Please reproduce, word for word, the stretch of the passage below on the SDGs and biodiversity from "They assessed countries’" through "environmental conservation goals.".
(Quoted passage Opens)
The SDGs, a framework of 17 goals, 169 targets and 247 indicators, were adopted by the UN General Assembly in 2015 to replace the expired Millennium Development Goals (MDGs) 4,5. At their inception, the SDGs were touted as a major improvement over the MDGs, in part because of the integration of the environment across the entire framework.
However, the authors found a stark mismatch between the SDGs and actual progress towards biodiversity conservation.
They assessed countries’ performances on a prescribed set of indicators and compared these indicators against other independent and well-established measures of environmental protection. They found that overall, only 7 percent of correlations between SDG indicators and external indicators of biodiversity and environmental protection were significantly positive. Instead, a larger proportion (14 percent) of these associations are negative and a majority – 78 percent – are non-significant, suggesting that many of these indicators do not adequately reflect progress towards environmental conservation goals.
For example SDG 9.1, the development of quality, reliable, sustainable and resilient infrastructure, cuts across all three pillars of development, but its associated indicators prioritize social and economic issues by focusing on rural population accessibility and passenger or freight volumes without accounting for the harmful environmental impacts of such infrastructure development.
A co-author of the paper, James Watson of the Wildlife Conservation Society (WCS) and University of Queensland, said: “The SDGs were established as a blueprint for a more sustainable future for all. Yet there are fundamental inadequacies in the ability to protect biodiversity. If these errors are not corrected, the SDGs could unknowingly promote environmental destruction in the name of sustainable development.”
The authors note that globally, threats to nature have accelerated over the past 50 years, resulting in changes to more than 75 percent of the Earth’s surface and population declines in over 1 million species.
Said Watson “With the already growing rates of extreme climate events and threats associated with the burgeoning human population expected to continue to worsen in the coming years, a discrepancy between these trends and the results from the prescribed environment-related SDG indicators is clear.”
(Quoted passage Closes)
(Provided information Opens)
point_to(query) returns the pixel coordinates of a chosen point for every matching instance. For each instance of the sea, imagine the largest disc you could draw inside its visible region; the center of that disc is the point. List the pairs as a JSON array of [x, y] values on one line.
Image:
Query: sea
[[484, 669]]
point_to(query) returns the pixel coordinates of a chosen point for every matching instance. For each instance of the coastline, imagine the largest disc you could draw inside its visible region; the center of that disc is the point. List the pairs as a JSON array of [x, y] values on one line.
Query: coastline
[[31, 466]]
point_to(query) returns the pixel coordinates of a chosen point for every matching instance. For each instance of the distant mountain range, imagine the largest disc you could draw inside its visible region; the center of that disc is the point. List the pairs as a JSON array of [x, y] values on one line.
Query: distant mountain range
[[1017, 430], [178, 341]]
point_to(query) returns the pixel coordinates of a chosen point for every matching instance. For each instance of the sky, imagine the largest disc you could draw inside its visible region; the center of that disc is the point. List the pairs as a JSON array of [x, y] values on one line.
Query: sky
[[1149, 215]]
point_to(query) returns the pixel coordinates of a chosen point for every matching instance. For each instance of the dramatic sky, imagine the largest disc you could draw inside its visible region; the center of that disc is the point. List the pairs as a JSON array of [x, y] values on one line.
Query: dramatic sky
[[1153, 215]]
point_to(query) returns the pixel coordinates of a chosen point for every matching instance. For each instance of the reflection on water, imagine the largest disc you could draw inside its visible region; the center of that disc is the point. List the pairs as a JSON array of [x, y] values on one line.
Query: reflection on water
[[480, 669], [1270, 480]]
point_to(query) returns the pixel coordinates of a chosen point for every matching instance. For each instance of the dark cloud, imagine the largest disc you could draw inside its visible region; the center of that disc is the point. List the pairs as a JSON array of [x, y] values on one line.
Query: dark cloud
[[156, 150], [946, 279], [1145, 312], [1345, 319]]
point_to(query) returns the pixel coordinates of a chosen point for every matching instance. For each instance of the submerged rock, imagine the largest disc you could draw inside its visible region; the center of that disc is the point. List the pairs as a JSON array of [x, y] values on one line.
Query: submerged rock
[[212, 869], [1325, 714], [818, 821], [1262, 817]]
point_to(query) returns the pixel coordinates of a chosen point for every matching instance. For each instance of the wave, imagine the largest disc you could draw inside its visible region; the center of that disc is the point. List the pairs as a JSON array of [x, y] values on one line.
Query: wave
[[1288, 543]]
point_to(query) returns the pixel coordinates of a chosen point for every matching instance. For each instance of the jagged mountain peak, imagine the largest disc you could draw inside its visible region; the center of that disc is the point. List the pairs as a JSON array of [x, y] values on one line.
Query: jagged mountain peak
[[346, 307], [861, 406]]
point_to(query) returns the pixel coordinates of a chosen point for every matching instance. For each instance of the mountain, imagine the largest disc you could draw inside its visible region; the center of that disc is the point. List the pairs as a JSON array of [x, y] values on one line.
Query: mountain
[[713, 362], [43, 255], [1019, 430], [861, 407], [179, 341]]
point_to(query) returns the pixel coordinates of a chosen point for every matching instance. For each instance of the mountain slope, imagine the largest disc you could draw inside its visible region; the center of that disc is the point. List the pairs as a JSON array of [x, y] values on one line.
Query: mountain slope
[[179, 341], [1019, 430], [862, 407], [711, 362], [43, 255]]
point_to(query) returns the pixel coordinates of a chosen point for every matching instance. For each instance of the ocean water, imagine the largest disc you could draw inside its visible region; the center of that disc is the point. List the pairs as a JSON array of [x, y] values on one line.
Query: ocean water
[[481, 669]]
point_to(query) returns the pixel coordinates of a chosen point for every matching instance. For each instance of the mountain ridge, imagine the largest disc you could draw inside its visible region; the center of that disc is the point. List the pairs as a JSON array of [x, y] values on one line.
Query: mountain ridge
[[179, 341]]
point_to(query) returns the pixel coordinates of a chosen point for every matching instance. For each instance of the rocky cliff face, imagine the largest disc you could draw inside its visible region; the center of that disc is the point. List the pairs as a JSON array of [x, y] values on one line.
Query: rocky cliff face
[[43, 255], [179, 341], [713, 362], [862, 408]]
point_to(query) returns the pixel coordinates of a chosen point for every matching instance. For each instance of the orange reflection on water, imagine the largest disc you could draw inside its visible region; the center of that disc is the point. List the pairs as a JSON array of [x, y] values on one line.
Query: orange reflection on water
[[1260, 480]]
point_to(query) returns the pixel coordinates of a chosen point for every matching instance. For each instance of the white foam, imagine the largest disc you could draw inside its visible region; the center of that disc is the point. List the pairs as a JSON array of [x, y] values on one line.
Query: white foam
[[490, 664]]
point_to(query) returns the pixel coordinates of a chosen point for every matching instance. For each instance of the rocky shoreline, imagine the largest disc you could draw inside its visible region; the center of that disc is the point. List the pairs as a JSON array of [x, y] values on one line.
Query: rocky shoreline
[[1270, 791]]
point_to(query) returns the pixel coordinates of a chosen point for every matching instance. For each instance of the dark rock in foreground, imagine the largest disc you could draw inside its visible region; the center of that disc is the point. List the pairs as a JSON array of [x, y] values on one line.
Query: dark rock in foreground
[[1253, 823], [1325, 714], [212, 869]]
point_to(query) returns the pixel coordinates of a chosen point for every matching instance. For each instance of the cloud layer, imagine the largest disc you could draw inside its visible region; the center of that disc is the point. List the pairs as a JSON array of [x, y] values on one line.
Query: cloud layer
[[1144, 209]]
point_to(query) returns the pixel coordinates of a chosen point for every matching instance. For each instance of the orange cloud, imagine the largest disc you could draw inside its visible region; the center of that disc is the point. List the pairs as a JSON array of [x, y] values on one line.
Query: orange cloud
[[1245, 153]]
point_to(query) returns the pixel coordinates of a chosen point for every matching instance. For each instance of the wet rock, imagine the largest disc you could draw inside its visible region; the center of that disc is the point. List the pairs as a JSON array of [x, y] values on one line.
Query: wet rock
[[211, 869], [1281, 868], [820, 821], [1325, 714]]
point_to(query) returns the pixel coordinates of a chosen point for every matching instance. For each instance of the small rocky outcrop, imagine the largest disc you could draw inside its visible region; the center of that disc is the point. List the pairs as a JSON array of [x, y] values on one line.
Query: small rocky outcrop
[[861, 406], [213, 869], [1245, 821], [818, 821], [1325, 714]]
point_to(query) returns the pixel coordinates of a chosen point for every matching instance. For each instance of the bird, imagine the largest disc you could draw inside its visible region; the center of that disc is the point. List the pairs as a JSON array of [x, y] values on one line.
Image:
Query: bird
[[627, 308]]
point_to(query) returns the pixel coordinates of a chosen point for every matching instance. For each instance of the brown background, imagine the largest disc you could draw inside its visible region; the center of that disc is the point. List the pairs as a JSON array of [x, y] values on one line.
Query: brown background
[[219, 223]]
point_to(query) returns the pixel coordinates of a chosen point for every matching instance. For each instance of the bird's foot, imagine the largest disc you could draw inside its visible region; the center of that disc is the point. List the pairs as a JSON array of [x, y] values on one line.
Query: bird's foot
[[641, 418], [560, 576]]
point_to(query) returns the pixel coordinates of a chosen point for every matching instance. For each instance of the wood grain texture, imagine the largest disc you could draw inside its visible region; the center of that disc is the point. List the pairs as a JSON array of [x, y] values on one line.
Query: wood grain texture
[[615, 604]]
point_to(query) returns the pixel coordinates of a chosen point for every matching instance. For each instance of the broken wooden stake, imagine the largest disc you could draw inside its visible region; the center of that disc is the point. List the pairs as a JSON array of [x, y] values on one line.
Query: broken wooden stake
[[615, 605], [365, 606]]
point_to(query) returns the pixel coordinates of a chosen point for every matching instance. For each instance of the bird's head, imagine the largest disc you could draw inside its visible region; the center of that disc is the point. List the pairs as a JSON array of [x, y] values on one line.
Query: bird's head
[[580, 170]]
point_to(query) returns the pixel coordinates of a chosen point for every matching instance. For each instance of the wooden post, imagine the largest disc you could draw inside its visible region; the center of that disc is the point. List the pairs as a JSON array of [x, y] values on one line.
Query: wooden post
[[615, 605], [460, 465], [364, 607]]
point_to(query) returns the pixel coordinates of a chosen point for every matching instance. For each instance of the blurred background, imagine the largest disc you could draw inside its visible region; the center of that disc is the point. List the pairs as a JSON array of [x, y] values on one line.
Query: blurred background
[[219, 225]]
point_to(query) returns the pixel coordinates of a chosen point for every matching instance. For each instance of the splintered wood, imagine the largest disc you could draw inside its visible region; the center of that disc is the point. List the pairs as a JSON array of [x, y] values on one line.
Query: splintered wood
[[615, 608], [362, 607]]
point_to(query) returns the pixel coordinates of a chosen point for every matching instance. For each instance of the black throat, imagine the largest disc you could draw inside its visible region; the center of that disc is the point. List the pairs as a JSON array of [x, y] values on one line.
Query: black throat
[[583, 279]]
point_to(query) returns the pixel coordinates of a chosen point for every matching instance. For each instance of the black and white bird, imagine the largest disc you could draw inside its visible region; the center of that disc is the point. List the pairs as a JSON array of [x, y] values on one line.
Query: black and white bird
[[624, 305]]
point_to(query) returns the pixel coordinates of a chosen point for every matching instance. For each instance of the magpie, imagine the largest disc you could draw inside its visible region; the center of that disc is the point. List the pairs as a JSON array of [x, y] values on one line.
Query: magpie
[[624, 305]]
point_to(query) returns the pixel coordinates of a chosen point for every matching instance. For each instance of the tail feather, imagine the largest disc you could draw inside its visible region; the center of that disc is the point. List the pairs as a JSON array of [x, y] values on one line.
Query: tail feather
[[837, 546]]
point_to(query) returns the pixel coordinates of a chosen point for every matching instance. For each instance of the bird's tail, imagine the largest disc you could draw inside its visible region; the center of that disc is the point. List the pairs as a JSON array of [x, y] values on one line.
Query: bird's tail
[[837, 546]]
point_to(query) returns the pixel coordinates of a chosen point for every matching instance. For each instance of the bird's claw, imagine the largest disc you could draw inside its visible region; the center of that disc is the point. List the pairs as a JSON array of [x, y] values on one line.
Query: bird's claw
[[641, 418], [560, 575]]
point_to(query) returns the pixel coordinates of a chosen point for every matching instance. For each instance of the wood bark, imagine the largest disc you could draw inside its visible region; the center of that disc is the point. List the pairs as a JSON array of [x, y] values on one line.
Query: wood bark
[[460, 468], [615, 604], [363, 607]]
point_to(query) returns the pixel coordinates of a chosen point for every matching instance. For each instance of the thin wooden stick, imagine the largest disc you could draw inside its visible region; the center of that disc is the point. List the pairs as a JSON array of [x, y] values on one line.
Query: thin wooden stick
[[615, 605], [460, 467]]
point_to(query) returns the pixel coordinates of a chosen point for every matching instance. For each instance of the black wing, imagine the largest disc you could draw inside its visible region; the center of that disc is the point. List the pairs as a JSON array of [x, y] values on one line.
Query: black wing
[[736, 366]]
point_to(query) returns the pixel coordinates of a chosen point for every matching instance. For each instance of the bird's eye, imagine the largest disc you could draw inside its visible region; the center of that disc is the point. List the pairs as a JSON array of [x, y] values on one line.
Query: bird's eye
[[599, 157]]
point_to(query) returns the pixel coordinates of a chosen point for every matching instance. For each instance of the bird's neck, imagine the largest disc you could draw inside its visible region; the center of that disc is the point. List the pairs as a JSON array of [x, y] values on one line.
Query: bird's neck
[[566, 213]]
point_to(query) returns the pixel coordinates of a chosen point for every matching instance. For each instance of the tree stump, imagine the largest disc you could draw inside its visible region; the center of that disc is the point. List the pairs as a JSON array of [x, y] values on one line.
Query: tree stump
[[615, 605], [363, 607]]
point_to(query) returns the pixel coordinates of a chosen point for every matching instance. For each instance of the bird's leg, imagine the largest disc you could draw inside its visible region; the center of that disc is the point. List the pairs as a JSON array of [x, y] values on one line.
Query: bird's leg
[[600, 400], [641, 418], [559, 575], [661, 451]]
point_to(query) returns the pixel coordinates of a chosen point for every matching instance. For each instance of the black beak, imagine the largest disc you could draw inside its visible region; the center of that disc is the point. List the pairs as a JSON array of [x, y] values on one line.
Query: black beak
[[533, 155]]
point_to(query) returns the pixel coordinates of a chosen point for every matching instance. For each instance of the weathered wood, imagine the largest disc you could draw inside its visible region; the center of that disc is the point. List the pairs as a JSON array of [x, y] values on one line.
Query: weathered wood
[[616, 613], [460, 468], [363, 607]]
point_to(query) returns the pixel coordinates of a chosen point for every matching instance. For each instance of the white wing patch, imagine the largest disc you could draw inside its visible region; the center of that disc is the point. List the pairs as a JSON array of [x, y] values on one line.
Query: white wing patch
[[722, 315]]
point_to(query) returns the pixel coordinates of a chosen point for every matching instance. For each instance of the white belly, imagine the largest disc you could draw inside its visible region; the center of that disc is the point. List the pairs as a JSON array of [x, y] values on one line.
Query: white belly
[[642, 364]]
(Provided information Closes)
*Result of the task*
They assessed countries’ performances on a prescribed set of indicators and compared these indicators against other independent and well-established measures of environmental protection. They found that overall, only 7 percent of correlations between SDG indicators and external indicators of biodiversity and environmental protection were significantly positive. Instead, a larger proportion (14 percent) of these associations are negative and a majority – 78 percent – are non-significant, suggesting that many of these indicators do not adequately reflect progress towards environmental conservation goals.